Agriculture can play a key role in mitigating climate change, but more work is needed on methods of measuring the impact of changing farming practices.
“If we’re going to really make a difference” in combating climate change, “we need to have a metric we can count on,” said Fred Yoder, a former president of the National Corn Growers Association who grows corn, soybeans in Ohio. The difficulty, however, is coming up with reliable numbers for the wide variety of growing systems throughout the country.
“We have to understand each and every soil type,” said Yoder, co-chair of a group called Solutions from the Land. What works to sequester carbon in one type of soil won’t work the same way in a different one, he said.
“The quantification and verification steps with soil carbon are very critical, and a lot more research needs to go in that direction,” American Farmland Trust scientist Jennifer Moore-Kucera says.
Yoder’s and Moore-Kucera’s comments came at a recent hearing held by the House Select Committee on the Climate Crisis, a special panel created by the Democratic House majority to craft policy prescriptions for other congressional committees.
The committee is accepting comments until Nov. 22 as it prepares policy recommendations by a March 31 deadline. The hearing was held to get an idea how much agriculture can contribute to mitigating climate change.
Committee members wanted to be able to put a number on potential reductions to greenhouse emissions from agriculture, which are estimated to comprise about 9% of all GHGs in the U.S., according to a recent EPA report. The top emitting sectors were transportation (28.9%) and electric power generation (27.5%).
Democratic Rep. Sean Casten of Illinois, who had been a clean energy executive before unseating a longtime Republican last year, told the witnesses, “We have to ultimately figure out how to prioritize the things we could do. … It would be helpful to understand, in the best possible scenario, how big an opportunity is this?”
Moore-Kucera, the Climate Initiative Director for AFT, said combining the adoption of cover crops on 25% of ag acres with 100% adoption of no-till or reduced-till practices could reduce greenhouse gas emissions by 148.5 million metric tons of CO2 equivalent emissions per year, or approximately a quarter of all ag GHG emissions annually.
Those figures don’t include reductions from the use of best practices on grazing lands and livestock/manure management, Moore-Kucera said.
Yoder cited a prediction from Ohio State University Nobel Prize recipient Rattan Lal that “properly managed soil, vegetation and animal systems worldwide could achieve 157 parts per million of CO2 drawdown per year by the next century — nearly 40% of 2018’s global atmospheric carbon levels.”
“It is impossible to overstate how important land-based solutions … will be to address global climate change going forward into the future,” Yoder said. “This is a massive undertaking but the potential is just enormous."

» Set problem 1:
Rewrite the part of the article on agriculture and climate change that opens with the words containing "Agriculture can play" and closes with "changing farming practices.", putting "agricultural methods" in place of "farming practices".

[Point labeling dataset excerpts]
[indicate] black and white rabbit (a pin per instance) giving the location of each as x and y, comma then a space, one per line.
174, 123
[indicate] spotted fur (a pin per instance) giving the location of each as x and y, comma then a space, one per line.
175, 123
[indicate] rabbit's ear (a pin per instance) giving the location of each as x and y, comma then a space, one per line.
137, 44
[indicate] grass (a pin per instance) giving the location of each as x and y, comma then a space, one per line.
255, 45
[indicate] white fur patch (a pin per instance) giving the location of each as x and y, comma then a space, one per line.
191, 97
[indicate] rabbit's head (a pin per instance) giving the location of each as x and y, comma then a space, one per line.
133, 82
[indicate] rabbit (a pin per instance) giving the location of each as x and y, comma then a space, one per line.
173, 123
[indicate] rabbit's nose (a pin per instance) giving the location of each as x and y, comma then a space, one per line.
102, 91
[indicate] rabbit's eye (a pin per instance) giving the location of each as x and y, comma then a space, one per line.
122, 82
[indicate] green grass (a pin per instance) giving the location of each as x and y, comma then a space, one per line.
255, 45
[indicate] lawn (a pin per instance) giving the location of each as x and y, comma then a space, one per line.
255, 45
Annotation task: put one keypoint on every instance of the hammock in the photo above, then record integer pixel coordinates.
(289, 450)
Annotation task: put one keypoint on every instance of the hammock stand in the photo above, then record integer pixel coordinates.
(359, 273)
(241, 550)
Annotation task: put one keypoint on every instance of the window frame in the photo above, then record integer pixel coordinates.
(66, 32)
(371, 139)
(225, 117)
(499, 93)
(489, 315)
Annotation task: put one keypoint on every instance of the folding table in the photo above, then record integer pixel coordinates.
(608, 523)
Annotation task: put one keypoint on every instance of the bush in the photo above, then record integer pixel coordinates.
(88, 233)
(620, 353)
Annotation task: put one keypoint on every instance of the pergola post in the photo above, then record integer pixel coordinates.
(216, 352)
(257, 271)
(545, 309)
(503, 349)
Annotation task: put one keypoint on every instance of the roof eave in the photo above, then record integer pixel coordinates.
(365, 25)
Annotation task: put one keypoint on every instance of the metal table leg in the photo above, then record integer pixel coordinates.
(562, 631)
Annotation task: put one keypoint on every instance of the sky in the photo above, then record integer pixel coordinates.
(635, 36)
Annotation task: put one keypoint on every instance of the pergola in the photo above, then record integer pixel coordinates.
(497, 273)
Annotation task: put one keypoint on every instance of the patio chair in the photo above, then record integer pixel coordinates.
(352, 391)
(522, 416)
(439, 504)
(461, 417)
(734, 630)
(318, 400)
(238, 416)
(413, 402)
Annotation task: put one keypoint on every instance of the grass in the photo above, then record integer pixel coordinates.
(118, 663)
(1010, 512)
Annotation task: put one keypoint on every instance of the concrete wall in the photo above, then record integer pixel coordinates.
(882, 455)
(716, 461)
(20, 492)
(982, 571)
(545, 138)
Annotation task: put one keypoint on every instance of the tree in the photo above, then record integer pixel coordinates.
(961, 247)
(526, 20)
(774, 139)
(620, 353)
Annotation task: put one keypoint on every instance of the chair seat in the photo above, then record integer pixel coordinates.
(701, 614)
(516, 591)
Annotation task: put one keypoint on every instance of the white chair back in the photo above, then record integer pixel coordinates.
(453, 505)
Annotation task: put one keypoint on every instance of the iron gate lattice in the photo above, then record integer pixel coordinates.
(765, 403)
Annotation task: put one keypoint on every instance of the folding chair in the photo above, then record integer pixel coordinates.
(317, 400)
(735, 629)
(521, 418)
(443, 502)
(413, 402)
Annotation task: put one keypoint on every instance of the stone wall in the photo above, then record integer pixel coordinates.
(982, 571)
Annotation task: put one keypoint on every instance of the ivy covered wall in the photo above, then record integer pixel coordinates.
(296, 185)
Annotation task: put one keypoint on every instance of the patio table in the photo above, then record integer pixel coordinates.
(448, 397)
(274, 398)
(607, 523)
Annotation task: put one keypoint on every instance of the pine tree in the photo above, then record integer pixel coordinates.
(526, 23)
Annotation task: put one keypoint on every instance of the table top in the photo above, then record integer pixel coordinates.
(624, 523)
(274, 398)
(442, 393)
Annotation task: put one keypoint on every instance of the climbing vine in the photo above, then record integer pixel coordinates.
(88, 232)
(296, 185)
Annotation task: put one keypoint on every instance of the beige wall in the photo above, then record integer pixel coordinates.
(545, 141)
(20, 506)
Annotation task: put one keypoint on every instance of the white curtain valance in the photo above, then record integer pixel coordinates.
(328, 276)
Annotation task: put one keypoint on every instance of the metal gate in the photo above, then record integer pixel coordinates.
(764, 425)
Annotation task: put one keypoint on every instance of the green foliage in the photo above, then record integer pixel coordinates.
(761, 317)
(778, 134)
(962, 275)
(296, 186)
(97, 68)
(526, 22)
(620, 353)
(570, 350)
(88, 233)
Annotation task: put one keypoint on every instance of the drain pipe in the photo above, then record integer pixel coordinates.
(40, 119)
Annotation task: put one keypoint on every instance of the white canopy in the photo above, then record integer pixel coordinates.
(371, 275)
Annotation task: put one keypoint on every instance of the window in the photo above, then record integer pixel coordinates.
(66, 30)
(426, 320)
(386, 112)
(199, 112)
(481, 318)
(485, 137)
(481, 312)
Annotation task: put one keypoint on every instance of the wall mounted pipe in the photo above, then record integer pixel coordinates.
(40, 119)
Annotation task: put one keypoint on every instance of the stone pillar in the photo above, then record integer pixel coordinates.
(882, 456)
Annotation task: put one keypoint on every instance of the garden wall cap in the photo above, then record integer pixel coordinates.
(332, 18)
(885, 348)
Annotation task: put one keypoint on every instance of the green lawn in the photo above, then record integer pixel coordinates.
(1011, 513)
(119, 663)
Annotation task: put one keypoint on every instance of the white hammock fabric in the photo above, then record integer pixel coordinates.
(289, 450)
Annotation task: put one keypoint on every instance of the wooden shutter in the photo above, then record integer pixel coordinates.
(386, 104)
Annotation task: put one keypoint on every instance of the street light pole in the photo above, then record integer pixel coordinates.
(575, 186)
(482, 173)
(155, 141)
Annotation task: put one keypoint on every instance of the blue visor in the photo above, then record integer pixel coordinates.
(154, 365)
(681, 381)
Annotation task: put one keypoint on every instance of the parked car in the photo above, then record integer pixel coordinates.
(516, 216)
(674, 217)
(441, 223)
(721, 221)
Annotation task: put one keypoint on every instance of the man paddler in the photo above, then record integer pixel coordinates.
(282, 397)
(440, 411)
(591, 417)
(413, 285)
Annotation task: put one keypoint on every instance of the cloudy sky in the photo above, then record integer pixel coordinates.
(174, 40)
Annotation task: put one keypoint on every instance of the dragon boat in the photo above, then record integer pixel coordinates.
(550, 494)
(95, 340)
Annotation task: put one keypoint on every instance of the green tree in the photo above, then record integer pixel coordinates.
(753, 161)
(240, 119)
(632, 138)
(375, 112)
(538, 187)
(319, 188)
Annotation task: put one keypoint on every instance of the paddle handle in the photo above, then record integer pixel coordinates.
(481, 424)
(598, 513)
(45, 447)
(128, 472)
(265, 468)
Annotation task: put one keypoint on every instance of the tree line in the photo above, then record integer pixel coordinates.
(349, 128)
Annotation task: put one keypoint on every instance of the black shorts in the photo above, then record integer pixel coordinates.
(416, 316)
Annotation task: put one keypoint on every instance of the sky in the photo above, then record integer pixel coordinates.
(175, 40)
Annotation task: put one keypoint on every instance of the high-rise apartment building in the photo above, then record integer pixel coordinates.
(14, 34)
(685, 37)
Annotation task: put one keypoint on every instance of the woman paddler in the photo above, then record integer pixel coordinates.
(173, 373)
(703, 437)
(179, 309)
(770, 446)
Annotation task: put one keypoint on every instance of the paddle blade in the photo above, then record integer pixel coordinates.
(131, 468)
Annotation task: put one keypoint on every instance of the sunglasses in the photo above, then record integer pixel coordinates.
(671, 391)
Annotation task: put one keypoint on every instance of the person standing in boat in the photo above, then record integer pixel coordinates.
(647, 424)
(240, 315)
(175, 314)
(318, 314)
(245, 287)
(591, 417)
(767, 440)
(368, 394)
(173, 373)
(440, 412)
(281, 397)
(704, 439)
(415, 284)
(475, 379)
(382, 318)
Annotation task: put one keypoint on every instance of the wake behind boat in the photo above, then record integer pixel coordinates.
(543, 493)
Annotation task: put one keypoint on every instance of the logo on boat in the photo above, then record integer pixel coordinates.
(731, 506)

» Set problem 2:
Return, unchanged, the part of the entries that opens with the line containing "Annotation task: put one keypoint on every instance of the grass" and closes with the line containing "(1010, 512)".

» Written solution 1:
Agriculture can play a key role in mitigating climate change, but more work is needed on methods of measuring the impact of changing agricultural methods.

» Written solution 2:
Annotation task: put one keypoint on every instance of the grass in the photo above, then record integer pixel coordinates.
(118, 663)
(1010, 512)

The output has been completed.